TASK TO CARRY OUT:
Below are the records. Retype exactly the lines between the lines holding "Every instance of the kitchen island" and "Every instance of the white window", inclusive.

*** Block opens ***

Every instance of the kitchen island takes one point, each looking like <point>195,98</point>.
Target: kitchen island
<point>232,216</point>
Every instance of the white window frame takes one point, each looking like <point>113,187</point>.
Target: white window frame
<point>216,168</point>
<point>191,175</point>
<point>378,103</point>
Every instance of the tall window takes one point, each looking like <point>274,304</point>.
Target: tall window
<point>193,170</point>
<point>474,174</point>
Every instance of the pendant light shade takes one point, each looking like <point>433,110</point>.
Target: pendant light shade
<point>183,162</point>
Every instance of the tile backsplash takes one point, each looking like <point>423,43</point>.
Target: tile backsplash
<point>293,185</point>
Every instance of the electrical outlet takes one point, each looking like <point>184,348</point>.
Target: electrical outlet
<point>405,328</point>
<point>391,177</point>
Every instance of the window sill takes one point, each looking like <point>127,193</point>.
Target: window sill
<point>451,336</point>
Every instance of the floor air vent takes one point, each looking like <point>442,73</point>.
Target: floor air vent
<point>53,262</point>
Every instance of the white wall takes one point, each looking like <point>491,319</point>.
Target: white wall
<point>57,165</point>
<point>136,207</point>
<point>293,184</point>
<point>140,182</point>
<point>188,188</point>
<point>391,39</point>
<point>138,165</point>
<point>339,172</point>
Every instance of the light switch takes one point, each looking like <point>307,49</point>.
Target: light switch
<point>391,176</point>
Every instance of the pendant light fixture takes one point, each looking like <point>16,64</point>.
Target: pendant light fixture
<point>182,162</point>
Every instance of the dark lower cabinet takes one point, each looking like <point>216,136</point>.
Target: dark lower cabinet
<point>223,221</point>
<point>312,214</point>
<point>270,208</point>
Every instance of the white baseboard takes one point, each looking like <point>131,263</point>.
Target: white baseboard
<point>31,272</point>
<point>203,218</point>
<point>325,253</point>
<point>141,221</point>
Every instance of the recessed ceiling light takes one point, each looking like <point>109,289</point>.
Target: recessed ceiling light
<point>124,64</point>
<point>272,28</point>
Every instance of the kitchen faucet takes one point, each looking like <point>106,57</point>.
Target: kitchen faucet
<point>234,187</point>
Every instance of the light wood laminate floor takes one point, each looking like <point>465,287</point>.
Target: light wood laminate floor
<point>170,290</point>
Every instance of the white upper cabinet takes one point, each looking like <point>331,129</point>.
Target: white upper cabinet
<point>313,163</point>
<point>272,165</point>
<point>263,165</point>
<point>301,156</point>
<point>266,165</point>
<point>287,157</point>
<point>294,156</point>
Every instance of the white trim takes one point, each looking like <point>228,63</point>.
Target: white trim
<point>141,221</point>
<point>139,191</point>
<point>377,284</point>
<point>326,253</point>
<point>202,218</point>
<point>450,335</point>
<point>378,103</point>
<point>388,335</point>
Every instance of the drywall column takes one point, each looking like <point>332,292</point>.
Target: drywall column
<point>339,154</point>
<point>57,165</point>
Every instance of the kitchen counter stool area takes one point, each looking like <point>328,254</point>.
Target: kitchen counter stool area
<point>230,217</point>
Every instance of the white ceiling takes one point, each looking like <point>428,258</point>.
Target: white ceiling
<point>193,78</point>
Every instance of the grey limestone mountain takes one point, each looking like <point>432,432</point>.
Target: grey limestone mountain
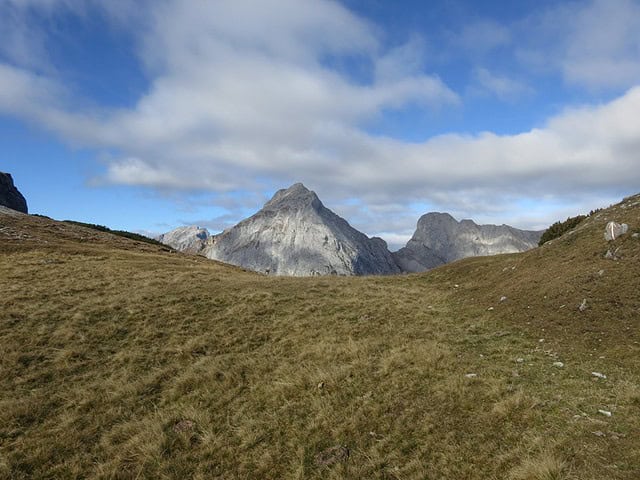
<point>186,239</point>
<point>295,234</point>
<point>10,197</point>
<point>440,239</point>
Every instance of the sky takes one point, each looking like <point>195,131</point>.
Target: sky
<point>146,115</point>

*** Block closes ***
*** Block opens ***

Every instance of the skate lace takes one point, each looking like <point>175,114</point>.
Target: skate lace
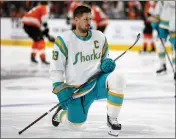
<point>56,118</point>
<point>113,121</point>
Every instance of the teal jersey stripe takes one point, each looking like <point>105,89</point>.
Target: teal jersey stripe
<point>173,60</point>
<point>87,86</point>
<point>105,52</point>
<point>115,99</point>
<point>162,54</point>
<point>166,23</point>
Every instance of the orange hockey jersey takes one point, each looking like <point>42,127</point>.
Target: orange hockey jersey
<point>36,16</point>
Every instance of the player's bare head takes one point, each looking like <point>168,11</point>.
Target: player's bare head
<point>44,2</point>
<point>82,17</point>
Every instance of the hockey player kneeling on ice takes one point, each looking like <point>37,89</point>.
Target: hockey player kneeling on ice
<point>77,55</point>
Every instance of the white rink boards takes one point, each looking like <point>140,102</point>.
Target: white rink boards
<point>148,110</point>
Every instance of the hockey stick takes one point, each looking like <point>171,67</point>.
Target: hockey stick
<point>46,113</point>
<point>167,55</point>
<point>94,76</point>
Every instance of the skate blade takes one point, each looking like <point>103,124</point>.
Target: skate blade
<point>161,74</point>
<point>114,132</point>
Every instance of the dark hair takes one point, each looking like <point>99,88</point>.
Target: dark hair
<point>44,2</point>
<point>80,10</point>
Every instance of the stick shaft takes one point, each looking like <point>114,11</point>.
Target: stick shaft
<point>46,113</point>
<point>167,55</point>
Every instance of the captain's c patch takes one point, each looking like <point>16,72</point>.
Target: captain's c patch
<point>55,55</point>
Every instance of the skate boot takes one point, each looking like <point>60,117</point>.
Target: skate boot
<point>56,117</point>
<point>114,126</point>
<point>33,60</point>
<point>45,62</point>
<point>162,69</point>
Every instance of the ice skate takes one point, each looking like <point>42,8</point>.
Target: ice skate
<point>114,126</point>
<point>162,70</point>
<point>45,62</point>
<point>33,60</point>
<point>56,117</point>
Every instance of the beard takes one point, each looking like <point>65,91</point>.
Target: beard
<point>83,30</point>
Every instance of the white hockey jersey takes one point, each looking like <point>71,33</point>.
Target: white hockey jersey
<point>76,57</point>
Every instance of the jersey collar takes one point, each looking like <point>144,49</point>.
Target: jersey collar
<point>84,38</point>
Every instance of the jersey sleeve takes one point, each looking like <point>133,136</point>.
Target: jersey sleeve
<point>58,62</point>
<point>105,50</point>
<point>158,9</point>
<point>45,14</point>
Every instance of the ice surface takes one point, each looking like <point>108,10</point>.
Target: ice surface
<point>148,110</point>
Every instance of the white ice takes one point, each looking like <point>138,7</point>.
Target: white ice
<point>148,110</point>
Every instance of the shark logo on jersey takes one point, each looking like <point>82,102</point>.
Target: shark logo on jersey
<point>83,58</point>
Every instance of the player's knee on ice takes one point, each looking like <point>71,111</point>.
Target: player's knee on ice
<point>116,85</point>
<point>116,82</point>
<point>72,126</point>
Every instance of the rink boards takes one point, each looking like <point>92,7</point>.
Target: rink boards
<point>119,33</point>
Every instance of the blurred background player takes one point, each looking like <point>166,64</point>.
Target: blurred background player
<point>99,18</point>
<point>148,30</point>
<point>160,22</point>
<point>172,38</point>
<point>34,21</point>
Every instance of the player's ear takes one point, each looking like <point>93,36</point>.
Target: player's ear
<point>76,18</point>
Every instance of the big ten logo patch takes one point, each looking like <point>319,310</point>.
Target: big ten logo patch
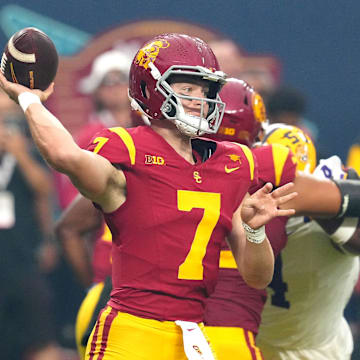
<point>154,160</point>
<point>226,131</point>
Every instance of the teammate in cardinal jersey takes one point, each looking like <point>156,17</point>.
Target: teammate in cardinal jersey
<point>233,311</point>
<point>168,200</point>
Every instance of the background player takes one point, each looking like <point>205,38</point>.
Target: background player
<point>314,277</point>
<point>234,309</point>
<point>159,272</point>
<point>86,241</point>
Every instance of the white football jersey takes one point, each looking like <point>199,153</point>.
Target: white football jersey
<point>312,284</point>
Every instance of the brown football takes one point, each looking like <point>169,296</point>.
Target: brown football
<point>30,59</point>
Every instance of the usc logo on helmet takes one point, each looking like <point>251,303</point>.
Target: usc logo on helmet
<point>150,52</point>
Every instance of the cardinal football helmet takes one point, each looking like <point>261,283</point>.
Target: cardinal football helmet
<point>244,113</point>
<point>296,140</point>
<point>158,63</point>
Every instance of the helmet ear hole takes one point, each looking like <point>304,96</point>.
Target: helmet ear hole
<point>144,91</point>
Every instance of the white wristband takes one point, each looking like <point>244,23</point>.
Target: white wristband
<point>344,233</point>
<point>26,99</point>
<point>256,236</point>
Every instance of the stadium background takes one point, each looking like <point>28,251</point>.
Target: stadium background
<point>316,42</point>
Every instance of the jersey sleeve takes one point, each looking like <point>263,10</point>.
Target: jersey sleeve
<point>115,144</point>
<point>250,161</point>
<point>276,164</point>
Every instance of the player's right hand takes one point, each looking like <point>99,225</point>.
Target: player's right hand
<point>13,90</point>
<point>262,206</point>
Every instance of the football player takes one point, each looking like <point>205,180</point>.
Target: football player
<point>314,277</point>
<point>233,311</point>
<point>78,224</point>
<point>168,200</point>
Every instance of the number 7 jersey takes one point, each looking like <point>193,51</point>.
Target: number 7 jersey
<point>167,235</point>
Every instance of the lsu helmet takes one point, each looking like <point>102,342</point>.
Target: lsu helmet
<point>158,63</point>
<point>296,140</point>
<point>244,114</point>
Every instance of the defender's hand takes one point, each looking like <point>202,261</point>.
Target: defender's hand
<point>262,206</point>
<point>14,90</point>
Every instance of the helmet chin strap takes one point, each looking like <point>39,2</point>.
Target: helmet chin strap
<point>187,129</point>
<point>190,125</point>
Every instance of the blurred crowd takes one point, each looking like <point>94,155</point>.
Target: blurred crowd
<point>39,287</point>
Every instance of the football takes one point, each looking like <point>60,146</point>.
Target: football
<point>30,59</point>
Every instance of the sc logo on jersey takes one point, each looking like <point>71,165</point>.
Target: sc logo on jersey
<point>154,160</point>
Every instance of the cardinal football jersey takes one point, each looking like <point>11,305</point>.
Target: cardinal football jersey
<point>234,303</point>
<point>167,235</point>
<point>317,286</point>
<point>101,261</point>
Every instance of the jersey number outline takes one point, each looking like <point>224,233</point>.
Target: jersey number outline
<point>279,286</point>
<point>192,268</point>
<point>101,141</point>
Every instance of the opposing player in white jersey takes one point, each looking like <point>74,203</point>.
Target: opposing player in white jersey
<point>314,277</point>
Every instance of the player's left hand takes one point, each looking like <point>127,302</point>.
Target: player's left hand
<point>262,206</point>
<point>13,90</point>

*** Block closes ***
*** Block opens ***

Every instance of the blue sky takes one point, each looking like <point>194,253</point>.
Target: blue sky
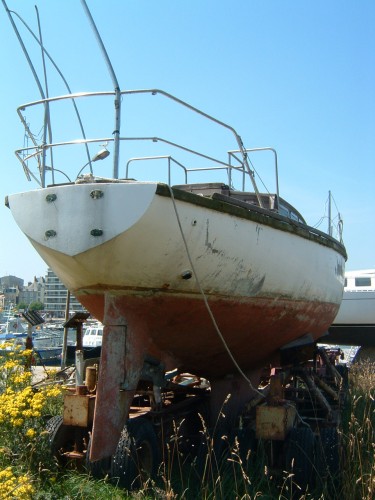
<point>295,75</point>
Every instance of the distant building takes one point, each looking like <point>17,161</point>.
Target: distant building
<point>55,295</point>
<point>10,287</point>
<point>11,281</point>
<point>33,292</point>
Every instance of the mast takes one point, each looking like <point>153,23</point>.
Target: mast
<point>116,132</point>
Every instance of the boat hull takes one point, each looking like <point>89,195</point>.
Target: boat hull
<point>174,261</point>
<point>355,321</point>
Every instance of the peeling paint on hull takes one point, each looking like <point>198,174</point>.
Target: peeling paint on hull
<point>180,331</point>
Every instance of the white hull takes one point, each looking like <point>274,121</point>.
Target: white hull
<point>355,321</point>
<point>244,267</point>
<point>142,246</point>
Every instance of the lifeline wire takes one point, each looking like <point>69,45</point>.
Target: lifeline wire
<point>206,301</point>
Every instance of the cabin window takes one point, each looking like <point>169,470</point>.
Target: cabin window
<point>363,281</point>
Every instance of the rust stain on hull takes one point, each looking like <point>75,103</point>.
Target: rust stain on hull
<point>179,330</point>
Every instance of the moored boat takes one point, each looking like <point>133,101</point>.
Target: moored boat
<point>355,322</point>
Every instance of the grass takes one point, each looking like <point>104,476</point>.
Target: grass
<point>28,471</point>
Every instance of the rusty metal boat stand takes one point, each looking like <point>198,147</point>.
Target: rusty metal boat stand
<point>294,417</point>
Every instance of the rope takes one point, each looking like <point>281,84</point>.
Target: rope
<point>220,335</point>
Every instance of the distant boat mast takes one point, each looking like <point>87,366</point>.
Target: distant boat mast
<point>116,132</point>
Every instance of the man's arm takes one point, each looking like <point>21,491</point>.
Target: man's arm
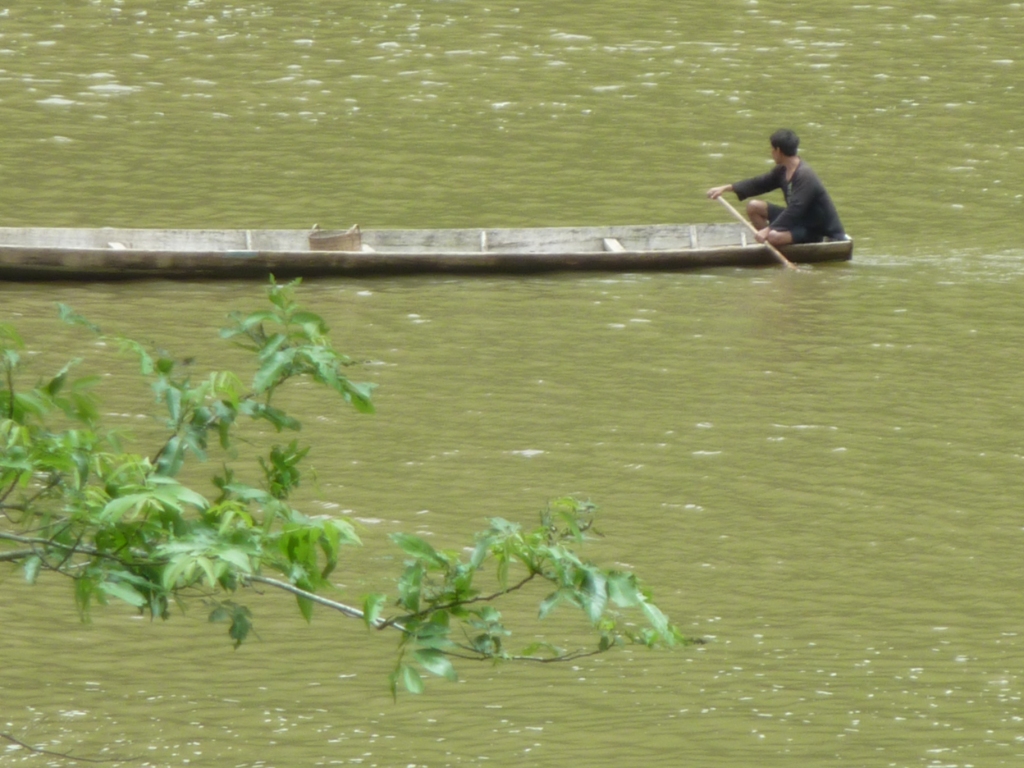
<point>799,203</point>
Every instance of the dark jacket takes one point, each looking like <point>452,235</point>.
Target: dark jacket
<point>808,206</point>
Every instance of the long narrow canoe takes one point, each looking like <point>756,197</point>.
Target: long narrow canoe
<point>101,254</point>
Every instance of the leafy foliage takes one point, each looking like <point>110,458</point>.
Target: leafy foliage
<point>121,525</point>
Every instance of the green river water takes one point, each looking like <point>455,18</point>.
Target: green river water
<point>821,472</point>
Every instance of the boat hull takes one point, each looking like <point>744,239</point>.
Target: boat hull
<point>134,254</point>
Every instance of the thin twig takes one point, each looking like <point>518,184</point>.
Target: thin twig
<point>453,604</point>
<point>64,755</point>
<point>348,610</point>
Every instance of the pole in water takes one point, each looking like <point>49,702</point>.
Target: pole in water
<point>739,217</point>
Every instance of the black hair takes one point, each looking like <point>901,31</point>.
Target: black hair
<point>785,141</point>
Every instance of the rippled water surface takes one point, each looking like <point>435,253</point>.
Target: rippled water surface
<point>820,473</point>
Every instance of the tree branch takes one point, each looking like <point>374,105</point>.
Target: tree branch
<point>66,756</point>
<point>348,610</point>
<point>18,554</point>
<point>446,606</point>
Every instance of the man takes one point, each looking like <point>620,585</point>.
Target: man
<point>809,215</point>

*** Block closes ***

EXPECTED ANSWER:
Every instance of the kitchen island takes one point, each looking like <point>195,98</point>.
Target: kitchen island
<point>232,216</point>
Every instance of the white window frame takes one point, each looking like <point>113,187</point>.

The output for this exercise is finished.